(Excerpts from point annotation data)
###

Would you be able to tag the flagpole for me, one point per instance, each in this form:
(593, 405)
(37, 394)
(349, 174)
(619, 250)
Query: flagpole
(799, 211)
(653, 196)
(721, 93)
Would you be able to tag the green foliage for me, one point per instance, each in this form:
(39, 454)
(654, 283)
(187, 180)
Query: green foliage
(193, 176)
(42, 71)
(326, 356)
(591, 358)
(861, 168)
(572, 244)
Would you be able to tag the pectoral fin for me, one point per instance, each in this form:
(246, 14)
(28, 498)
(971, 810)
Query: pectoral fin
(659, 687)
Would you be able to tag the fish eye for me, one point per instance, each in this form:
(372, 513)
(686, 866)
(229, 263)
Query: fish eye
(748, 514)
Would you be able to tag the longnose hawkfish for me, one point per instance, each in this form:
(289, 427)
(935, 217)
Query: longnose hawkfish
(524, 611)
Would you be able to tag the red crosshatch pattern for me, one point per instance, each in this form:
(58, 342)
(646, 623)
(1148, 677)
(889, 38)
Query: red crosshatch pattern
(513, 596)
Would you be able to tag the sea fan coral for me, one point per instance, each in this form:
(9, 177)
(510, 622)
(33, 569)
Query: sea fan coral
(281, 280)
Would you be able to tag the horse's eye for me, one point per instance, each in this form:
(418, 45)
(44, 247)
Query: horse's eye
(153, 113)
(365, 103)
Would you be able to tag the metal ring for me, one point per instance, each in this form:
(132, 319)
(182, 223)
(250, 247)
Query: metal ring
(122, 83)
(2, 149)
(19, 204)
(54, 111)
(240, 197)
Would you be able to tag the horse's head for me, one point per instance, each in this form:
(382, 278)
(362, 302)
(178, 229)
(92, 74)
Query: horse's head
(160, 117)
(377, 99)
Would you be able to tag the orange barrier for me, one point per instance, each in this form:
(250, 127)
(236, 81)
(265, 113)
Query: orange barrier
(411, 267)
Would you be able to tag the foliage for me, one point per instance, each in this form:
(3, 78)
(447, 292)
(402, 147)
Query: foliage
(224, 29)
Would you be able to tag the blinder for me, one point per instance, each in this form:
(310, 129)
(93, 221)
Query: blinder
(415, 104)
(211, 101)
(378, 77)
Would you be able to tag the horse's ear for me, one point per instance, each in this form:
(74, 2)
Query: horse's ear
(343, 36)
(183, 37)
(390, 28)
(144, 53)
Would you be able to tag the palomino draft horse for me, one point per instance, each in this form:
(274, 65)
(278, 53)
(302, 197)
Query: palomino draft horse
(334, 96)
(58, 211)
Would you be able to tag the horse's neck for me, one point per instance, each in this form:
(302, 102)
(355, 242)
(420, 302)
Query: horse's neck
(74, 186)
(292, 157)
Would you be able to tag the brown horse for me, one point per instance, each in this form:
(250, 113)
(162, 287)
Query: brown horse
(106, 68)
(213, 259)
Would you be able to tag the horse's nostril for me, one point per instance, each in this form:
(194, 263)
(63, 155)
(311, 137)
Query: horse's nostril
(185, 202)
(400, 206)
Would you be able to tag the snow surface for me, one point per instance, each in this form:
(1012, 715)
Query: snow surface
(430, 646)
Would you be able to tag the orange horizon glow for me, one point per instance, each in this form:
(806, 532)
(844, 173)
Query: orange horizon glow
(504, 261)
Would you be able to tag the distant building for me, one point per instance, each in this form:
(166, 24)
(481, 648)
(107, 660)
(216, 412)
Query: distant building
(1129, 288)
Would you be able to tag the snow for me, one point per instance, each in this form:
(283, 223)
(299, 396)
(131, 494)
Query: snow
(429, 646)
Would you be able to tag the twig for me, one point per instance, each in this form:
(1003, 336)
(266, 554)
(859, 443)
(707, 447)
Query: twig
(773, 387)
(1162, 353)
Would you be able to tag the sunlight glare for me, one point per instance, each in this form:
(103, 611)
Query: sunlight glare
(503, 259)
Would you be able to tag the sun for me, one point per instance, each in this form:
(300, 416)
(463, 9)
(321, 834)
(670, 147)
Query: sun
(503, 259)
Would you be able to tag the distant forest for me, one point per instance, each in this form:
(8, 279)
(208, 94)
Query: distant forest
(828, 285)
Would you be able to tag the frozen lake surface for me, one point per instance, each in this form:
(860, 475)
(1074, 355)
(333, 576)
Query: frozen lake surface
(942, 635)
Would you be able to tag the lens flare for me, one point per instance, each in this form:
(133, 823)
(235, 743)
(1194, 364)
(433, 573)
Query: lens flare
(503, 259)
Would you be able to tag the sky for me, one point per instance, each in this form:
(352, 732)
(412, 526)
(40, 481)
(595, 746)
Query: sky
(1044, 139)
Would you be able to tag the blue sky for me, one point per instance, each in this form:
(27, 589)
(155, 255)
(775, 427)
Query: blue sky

###

Please repeat the listing above in full and exactly.

Would you be able to tag the flagpole for me, one point per instance, each in this form:
(593, 405)
(37, 394)
(349, 174)
(619, 250)
Query: flagpole
(799, 211)
(653, 196)
(721, 93)
Would you be able to tag the green foliage for me, one point per instance, each in this form:
(39, 454)
(654, 283)
(187, 180)
Query: green foliage
(193, 176)
(42, 71)
(326, 356)
(591, 358)
(861, 168)
(572, 244)
Would you be able to tag the pectoral fin for me, one point per instance, each in this form:
(246, 14)
(28, 498)
(971, 810)
Query: pectoral fin
(659, 687)
Would you be able to tag the fish eye for me, one point per instance, each in this form:
(372, 513)
(686, 866)
(229, 263)
Query: fish eye
(748, 514)
Would you be able to tag the longnose hawkfish for me, one point per instance, each in this form:
(289, 427)
(935, 217)
Query: longnose hawkfish
(524, 611)
Would you be able to tag the red crosshatch pattern for me, one point per instance, each in this form:
(58, 342)
(646, 623)
(1148, 677)
(889, 38)
Query: red crosshatch pattern
(513, 596)
Would you be able to tag the sea fan coral for me, one point per instance, each in this form:
(9, 177)
(510, 622)
(33, 569)
Query: sea fan coral
(281, 280)
Would you be able to tag the horse's eye for me, one point per instance, each in this form:
(418, 45)
(44, 247)
Query: horse's eye
(153, 113)
(365, 103)
Would you be able to tag the metal ring for me, one point per instance, each in this form:
(132, 319)
(182, 223)
(250, 247)
Query: metal ring
(122, 83)
(2, 149)
(19, 204)
(54, 111)
(240, 197)
Would you be able to tag the horse's head for me, one point per instance, each in this form:
(382, 278)
(362, 302)
(178, 229)
(92, 74)
Query: horse's head
(160, 117)
(377, 99)
Would you be able to tag the orange barrier for me, one point per instance, each in this form:
(250, 127)
(236, 81)
(265, 113)
Query: orange barrier
(411, 267)
Would you be able to tag the foliage for me, one point per instance, each in this form:
(3, 78)
(447, 292)
(402, 147)
Query: foliage
(224, 29)
Would you be able to tag the blinder for me, one point per instance, each in this form:
(310, 129)
(93, 221)
Query: blinder
(415, 104)
(211, 101)
(378, 77)
Would you be able to tag the horse's ear for me, one point per instance, each in this form:
(74, 2)
Query: horse's ear
(343, 36)
(183, 37)
(390, 28)
(144, 53)
Would you be able to tag the palomino draft horse for me, one point per instance, each in this form:
(274, 65)
(278, 53)
(302, 197)
Query: palomino draft horse
(334, 96)
(58, 211)
Would you be able to tag the horse's neck for me, one point per instance, each in this form:
(302, 102)
(355, 242)
(420, 302)
Query: horse's neck
(74, 186)
(292, 157)
Would you be able to tag the brown horse for me, one point per instance, each in this form:
(250, 113)
(162, 287)
Query: brown horse
(106, 68)
(213, 259)
Would you be able to tag the horse's nostril for me, one point per instance, each in this form:
(194, 263)
(63, 155)
(311, 137)
Query: horse's nostril
(185, 202)
(400, 206)
Would you be able to tag the snow surface for me, one point per instance, each in this form:
(1012, 715)
Query: snow surface
(430, 646)
Would you be able to tag the orange horizon glow for me, one point per instance, each in this form:
(806, 532)
(844, 173)
Query: orange horizon glow
(504, 261)
Would you be able to tag the distant building for me, one point per instance, each in this form:
(166, 24)
(481, 648)
(107, 660)
(216, 412)
Query: distant building
(1129, 288)
Would you be able to tag the snow for me, one point per instance, each in this form:
(283, 223)
(299, 396)
(131, 494)
Query: snow
(429, 646)
Would you be able to tag the twig for me, one point per instance, each in this form:
(1003, 336)
(266, 554)
(859, 443)
(707, 447)
Query: twig
(773, 387)
(1162, 353)
Would you be able to tag the sunlight glare for me, one point per instance, each in this form:
(103, 611)
Query: sunlight glare
(503, 259)
Would you be able to tag the sun for me, one point per instance, each in this form:
(300, 416)
(463, 9)
(321, 834)
(670, 147)
Query: sun
(503, 259)
Would you be able to tag the distant forest for me, one point per instance, each in this form:
(8, 279)
(208, 94)
Query: distant forest
(828, 285)
Would you be able to tag the frozen lake surface for me, one point per instance, each in this form:
(860, 475)
(1074, 355)
(333, 576)
Query: frozen lake surface
(942, 635)
Would you be able to tag the lens flare for me, one point per instance, each in this form:
(133, 823)
(235, 743)
(1194, 364)
(433, 573)
Query: lens flare
(503, 259)
Would you be able to tag the sky for me, one point per instance, each in this form:
(352, 732)
(412, 526)
(40, 481)
(595, 746)
Query: sky
(1044, 139)
Would you be able to tag the blue sky for me, one point per instance, each in this form:
(27, 589)
(155, 255)
(775, 427)
Query: blue sky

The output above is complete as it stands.